Set problem: Can the data below be set down again exactly, line for line?

(Records from a dataset)
►
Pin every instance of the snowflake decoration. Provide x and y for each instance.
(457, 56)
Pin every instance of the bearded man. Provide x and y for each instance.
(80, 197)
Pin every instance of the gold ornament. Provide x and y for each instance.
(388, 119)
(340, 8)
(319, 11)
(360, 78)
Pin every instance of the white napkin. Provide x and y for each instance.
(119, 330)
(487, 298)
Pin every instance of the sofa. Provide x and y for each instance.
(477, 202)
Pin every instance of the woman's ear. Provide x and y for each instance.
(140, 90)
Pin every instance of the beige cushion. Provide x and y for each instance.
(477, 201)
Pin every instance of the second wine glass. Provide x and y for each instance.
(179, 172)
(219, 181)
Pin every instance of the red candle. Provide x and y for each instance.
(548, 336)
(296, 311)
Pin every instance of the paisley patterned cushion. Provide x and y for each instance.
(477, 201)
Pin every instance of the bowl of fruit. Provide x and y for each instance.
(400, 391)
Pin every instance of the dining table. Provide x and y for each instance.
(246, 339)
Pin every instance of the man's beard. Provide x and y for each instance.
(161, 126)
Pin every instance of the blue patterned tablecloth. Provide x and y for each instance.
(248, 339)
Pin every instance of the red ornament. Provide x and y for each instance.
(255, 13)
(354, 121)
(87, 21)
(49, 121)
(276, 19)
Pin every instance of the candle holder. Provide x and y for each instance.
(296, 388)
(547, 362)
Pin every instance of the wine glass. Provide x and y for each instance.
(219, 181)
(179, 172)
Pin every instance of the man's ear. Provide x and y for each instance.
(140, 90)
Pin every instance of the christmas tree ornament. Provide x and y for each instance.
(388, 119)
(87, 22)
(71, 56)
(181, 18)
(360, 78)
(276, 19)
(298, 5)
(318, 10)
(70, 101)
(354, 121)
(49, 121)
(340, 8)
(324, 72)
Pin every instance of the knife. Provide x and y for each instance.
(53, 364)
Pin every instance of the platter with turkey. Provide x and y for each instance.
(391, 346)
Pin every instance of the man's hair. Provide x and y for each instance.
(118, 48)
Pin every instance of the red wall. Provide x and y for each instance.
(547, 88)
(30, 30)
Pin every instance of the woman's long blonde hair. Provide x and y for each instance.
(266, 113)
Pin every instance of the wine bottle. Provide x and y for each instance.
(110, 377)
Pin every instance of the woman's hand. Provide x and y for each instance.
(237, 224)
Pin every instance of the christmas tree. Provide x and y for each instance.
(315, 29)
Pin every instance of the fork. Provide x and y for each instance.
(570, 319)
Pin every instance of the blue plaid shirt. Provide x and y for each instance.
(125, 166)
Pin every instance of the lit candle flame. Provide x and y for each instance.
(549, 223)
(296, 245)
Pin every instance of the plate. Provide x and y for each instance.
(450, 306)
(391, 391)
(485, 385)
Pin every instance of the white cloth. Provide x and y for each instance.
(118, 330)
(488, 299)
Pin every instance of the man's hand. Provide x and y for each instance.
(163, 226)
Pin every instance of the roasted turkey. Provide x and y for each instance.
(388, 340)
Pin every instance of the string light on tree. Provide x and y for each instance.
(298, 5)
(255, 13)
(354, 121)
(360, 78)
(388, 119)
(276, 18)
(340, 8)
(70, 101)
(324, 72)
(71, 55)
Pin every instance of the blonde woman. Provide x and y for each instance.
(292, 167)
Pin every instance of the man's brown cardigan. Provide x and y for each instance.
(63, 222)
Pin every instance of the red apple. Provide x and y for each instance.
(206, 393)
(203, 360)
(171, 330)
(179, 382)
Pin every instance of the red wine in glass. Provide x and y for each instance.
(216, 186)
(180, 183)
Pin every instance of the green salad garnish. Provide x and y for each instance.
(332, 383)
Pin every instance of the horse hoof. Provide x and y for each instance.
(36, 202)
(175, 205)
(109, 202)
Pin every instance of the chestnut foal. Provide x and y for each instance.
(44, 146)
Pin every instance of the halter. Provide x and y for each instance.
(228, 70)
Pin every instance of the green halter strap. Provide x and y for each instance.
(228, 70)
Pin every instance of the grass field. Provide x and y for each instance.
◄
Exercise result:
Pin every instance of the snowflake decoration. Provide x and y for each instance.
(457, 56)
Pin every instance of the bearded man. Provide x and y for each instance.
(80, 197)
Pin every instance of the gold ornament. Provide x and y for each instance.
(388, 119)
(340, 8)
(319, 11)
(360, 78)
Pin every instance of the white napkin. Provide x and y for each instance.
(119, 330)
(487, 298)
Pin every instance of the sofa. Provide x and y for each instance.
(477, 202)
Pin every instance of the woman's ear. Provide x and y for each instance.
(140, 90)
Pin every instance of the beige cushion. Provide x and y for each instance.
(477, 201)
Pin every instance of the second wine glass. Provide x and y for each instance.
(179, 172)
(219, 181)
Pin every instance of the red candle. Provide x and y for each instance.
(548, 336)
(296, 311)
Pin every instance of the paisley patterned cushion. Provide x and y for each instance.
(477, 201)
Pin every instance of the bowl of fruit. Provide x and y for each instance.
(400, 391)
Pin every instance of the dining table. Provide x and y for each instance.
(246, 339)
Pin every instance of the man's beard. Provide x and y for each instance.
(161, 126)
Pin every instance of the blue patterned tablecloth. Provide x and y for each instance.
(248, 339)
Pin every instance of the red ornament. Provide x and y for each instance.
(255, 13)
(354, 121)
(87, 21)
(49, 121)
(276, 19)
Pin every instance of the candle holder. Provide x and y for each instance.
(296, 388)
(547, 362)
Pin every instance of the wine glass. Provide x and y for each instance.
(219, 181)
(179, 172)
Pin every instance of the man's ear. Provide x and y for each instance.
(140, 90)
Pin every instance of the christmas tree ornament. Provide x and y for each instance.
(388, 119)
(87, 22)
(71, 56)
(181, 18)
(360, 78)
(276, 19)
(298, 5)
(318, 10)
(70, 101)
(354, 121)
(49, 121)
(340, 8)
(324, 72)
Pin every instance of the knife. Provide x and y for each instance.
(53, 364)
Pin every instance of the platter with turkey. Provide x and y for each instance.
(391, 346)
Pin every instance of the man's hair. Provide x and y for each instance.
(118, 48)
Pin every instance of the red wall. Provide x and y for each instance.
(547, 88)
(30, 30)
Pin every instance of the woman's long blonde hair. Provide x and y for each instance.
(266, 113)
Pin every instance of the wine bottle. Provide x and y for each instance.
(110, 377)
Pin every instance of the woman's hand. Provide x and y for each instance.
(237, 224)
Pin every instance of the christmas tree. Provide x and y for each instance.
(315, 29)
Pin every instance of the fork. Provide x and y for each instance.
(570, 319)
Pin every instance of the blue plaid shirt. Provide x and y for each instance.
(125, 166)
Pin every instance of the lit candle flame. Provide x and y for each instance.
(549, 223)
(296, 245)
Pin every instance of the plate. Provide x and y for each instance.
(450, 306)
(391, 391)
(485, 385)
Pin every instance of the white cloth. Provide x and y for each instance.
(118, 330)
(488, 299)
Pin every instance of the man's hand. Provide x and y for each instance.
(163, 226)
Pin every instance of the roasted turkey. Provide x and y for each instance.
(388, 340)
Pin every instance of the string light on tree. Provide x and y for each instance.
(298, 5)
(255, 13)
(354, 121)
(360, 78)
(388, 119)
(276, 18)
(340, 8)
(70, 101)
(324, 72)
(71, 55)
Pin every instance of the blonde woman. Provide x and y for each instance.
(292, 167)
Pin every instance of the man's brown cardigan. Provide x and y for each instance.
(63, 222)
Pin every instance of the red apple. Provide x and y for each instance.
(206, 393)
(203, 360)
(171, 330)
(179, 382)
Pin every instance of the red wine in glass. Provide x and y for each instance.
(216, 186)
(180, 183)
Pin every instance of the green salad garnish. Provide x and y for each instance.
(332, 383)
Pin every instance of the horse hoof. Provide x and y for each instance.
(36, 202)
(175, 205)
(109, 202)
Pin every instance of the chestnut foal. Provide x and y for each instance.
(44, 146)
Pin every instance of the halter. Provide x and y for each instance.
(228, 70)
Pin every instance of the green halter strap. Provide x and y for each instance.
(228, 70)
Pin every instance of the grass field. Provide x and y for each instance.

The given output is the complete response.